Task instructions:
Reproduce word for word the records from the line containing "Can you find the animal's eye?" through the line containing "point(258, 110)", including both of those lines.

Provided information:
········

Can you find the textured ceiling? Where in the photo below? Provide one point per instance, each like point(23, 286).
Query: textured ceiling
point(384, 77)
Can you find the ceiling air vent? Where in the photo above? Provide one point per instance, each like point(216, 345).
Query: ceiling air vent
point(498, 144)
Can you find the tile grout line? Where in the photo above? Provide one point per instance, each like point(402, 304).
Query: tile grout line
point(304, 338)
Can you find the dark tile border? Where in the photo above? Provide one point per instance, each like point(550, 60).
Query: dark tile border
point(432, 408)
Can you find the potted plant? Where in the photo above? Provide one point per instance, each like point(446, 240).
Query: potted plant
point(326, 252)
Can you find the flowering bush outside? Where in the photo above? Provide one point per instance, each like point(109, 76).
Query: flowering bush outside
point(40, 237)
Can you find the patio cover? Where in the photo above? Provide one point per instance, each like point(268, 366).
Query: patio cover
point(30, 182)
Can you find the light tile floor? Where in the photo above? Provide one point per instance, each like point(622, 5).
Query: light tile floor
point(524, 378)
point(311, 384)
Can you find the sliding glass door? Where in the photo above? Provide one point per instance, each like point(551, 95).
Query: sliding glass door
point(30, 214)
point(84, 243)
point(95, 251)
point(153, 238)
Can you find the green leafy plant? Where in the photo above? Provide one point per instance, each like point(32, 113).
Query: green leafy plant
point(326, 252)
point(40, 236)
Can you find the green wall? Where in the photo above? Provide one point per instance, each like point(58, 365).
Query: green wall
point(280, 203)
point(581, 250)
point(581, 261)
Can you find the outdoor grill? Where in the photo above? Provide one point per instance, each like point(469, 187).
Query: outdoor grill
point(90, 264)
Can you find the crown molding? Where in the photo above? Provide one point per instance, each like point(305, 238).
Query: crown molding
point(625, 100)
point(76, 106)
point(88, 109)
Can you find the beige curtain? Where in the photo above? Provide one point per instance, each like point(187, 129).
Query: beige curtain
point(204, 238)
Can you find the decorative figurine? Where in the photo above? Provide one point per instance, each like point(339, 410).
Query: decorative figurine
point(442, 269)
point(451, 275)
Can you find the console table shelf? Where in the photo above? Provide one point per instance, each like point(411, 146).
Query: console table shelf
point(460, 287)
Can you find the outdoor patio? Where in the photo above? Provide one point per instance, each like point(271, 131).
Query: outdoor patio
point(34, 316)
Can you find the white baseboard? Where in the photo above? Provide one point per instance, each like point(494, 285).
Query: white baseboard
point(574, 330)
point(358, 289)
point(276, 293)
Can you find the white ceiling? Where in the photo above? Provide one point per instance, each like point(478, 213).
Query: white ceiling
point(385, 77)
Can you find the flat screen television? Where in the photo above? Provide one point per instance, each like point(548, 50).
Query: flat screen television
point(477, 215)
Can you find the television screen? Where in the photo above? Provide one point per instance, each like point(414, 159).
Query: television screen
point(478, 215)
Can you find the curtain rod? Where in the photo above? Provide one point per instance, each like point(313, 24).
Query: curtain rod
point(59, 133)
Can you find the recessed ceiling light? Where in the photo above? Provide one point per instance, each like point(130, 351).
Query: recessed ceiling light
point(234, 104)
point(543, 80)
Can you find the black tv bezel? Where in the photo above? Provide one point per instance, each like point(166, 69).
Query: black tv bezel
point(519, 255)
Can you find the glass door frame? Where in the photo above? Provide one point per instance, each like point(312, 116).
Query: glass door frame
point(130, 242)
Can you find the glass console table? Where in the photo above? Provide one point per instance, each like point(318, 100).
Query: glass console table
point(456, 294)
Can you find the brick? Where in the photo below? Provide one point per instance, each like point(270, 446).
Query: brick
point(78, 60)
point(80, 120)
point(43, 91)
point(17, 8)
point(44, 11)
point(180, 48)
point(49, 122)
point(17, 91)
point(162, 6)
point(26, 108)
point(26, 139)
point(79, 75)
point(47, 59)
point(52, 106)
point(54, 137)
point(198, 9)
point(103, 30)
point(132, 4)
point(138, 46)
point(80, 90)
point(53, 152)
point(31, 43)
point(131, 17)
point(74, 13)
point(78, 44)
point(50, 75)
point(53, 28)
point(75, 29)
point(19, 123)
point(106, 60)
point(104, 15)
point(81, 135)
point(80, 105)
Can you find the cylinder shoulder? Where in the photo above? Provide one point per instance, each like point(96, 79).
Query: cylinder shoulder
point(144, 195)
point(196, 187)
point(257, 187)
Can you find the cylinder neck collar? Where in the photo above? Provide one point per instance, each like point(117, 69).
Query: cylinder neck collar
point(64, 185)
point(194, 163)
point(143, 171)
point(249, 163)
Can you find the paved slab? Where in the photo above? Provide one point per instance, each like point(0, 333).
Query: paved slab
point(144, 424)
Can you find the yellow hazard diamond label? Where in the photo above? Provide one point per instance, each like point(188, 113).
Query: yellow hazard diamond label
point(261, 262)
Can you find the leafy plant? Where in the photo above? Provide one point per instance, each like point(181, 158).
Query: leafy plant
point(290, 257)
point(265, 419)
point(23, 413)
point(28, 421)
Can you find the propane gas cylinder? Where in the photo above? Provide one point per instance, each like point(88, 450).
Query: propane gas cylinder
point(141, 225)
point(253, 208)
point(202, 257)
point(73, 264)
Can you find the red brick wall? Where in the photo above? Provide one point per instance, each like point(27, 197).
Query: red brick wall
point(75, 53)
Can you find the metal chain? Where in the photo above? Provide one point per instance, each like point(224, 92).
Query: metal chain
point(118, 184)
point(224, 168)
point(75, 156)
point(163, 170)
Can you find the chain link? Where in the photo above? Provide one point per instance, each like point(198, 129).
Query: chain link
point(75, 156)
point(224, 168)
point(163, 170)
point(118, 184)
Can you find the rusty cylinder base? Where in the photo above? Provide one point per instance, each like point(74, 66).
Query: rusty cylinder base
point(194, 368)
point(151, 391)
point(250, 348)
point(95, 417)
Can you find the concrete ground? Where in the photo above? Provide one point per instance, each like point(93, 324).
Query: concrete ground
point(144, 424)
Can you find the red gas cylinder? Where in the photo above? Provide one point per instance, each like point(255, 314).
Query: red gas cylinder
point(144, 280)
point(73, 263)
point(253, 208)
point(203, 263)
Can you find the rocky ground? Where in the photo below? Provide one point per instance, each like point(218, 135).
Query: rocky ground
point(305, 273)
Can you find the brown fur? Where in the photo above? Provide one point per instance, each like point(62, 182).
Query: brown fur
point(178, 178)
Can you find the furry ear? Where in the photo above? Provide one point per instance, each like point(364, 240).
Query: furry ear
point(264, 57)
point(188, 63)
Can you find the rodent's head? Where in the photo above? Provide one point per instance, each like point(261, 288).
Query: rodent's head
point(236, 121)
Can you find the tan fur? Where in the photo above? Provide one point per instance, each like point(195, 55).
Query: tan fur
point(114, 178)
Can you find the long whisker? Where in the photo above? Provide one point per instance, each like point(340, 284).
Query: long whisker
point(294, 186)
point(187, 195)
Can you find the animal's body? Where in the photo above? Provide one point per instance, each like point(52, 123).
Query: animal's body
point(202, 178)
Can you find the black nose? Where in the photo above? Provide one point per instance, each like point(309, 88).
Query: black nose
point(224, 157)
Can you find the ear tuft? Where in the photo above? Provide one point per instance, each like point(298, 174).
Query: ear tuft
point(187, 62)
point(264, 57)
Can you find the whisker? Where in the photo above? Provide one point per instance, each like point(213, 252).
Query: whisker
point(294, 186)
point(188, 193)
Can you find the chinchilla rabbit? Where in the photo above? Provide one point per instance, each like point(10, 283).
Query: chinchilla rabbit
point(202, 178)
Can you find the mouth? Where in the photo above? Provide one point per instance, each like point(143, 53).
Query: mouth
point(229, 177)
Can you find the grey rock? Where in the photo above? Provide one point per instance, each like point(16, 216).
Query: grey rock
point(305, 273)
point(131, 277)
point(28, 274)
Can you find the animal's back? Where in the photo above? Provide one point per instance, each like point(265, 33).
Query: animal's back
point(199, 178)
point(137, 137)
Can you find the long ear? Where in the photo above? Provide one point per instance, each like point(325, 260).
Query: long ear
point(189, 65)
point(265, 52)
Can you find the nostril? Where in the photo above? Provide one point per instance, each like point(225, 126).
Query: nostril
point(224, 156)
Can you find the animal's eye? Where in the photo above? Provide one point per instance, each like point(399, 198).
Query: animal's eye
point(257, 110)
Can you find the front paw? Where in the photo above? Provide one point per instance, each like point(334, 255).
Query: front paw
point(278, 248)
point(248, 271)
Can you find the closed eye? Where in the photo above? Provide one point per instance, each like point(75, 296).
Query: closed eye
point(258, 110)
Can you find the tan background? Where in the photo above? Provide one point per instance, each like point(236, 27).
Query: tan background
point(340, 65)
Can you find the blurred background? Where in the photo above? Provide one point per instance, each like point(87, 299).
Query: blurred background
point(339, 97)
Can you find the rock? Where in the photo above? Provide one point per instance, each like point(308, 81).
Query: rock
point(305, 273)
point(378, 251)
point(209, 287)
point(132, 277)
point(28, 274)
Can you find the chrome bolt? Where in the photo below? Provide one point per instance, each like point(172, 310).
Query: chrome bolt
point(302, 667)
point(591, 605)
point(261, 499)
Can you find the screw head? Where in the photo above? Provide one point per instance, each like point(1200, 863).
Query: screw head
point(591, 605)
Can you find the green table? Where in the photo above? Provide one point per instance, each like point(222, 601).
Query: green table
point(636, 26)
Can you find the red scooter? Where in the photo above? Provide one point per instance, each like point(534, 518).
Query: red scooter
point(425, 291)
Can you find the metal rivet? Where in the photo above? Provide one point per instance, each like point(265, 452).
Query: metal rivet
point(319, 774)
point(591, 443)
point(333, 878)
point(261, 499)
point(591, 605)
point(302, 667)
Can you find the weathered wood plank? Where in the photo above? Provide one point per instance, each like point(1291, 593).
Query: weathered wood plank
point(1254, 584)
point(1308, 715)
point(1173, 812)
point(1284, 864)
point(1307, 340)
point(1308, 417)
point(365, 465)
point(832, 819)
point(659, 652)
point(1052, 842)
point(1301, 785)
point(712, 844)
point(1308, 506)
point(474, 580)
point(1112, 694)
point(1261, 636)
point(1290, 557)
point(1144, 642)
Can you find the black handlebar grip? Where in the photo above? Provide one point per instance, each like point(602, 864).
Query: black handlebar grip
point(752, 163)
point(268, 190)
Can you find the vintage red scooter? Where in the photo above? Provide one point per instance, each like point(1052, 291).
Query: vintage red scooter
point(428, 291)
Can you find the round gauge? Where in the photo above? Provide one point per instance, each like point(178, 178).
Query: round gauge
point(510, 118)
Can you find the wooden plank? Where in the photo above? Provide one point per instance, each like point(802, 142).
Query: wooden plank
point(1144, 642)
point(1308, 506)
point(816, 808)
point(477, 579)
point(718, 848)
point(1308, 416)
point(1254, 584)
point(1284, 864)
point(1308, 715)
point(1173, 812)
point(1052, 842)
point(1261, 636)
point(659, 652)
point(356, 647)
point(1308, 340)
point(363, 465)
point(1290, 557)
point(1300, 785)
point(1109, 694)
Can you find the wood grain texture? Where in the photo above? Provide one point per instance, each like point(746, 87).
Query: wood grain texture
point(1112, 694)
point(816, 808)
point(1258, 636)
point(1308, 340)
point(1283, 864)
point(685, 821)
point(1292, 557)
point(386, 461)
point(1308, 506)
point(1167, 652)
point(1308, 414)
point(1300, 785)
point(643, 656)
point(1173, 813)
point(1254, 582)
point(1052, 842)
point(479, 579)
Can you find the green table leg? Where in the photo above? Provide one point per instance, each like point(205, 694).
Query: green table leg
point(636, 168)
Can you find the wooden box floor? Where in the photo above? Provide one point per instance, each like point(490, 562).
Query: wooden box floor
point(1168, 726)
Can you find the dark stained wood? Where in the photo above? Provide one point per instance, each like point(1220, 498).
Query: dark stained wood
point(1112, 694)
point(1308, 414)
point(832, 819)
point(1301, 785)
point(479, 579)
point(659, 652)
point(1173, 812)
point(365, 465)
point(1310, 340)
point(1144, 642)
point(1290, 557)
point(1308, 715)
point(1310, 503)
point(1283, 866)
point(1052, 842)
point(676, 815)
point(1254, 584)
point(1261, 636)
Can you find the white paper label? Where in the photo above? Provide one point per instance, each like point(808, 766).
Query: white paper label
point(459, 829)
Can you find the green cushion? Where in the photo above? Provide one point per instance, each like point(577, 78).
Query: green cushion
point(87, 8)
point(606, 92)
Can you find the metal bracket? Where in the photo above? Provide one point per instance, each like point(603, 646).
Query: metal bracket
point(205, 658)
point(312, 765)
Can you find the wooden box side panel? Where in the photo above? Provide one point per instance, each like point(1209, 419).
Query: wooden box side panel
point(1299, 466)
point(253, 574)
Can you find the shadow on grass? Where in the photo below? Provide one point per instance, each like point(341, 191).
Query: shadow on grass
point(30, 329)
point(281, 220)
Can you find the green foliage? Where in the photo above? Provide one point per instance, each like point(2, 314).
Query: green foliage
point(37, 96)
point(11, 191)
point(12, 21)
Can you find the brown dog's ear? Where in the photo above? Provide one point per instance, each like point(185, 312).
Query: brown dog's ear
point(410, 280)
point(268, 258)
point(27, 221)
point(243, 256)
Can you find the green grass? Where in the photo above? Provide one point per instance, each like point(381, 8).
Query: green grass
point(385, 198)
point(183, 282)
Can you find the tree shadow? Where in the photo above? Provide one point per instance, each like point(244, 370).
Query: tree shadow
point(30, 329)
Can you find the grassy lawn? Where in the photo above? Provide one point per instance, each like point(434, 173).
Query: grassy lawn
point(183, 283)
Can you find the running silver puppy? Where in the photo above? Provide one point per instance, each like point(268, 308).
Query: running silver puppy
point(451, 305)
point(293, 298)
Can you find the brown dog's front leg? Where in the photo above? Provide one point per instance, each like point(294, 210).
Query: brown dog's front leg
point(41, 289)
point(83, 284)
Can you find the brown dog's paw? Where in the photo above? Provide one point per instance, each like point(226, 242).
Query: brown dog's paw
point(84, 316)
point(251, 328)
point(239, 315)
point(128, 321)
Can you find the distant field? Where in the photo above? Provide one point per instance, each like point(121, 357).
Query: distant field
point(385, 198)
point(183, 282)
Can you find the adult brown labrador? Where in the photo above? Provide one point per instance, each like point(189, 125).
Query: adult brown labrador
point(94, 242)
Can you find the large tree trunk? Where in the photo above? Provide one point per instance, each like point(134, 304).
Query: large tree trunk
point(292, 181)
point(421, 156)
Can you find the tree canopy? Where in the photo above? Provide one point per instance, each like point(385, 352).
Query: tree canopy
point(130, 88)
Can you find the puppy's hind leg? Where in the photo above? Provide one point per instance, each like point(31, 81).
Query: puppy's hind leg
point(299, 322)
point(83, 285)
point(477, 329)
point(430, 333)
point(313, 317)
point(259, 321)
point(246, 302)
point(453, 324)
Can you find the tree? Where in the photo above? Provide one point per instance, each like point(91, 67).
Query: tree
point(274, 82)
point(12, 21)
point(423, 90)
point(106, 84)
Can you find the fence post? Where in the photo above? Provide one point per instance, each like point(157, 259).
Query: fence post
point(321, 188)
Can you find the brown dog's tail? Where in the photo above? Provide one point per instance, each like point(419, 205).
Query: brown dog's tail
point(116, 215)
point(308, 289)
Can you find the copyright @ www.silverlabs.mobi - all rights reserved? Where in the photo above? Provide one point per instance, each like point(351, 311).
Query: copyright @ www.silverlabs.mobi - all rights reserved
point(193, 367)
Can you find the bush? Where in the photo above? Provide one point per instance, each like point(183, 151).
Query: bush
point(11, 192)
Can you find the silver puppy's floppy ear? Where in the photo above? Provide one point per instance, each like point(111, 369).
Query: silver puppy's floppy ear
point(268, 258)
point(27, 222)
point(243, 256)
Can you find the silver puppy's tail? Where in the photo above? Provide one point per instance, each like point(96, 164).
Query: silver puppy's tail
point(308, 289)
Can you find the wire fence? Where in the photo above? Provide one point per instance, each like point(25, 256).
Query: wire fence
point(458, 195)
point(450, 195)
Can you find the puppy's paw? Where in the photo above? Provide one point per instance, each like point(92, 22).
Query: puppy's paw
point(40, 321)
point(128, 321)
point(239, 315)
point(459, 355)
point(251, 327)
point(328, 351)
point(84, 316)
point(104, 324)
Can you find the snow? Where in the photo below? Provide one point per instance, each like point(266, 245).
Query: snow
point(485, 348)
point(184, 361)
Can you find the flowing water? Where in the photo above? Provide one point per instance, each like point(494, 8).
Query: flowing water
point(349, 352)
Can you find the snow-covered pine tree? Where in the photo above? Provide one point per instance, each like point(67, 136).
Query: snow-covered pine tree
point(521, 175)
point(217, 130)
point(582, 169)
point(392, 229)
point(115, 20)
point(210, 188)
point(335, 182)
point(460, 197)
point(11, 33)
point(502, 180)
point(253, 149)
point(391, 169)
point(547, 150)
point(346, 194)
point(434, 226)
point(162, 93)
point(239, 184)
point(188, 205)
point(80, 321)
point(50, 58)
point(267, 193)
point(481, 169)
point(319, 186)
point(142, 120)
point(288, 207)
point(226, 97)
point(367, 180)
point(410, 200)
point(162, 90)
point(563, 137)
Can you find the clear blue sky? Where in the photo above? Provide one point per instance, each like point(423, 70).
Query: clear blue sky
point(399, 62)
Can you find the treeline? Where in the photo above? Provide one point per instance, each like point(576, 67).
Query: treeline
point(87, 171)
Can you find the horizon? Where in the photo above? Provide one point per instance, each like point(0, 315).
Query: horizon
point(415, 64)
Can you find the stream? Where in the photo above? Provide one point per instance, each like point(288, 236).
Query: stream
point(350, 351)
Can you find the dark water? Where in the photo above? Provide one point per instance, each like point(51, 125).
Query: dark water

········

Task solution:
Can you find the animal's eye? Where in the photo above? Provide one point per instance, each like point(399, 198).
Query: animal's eye
point(257, 110)
Can you find the front paw? Where in the photo above? Provide one point per instance, each like point(334, 255).
Query: front paw
point(278, 248)
point(248, 271)
Can you find the closed eye? Where in the photo above? Provide one point per instance, each like point(75, 296).
Query: closed eye
point(258, 110)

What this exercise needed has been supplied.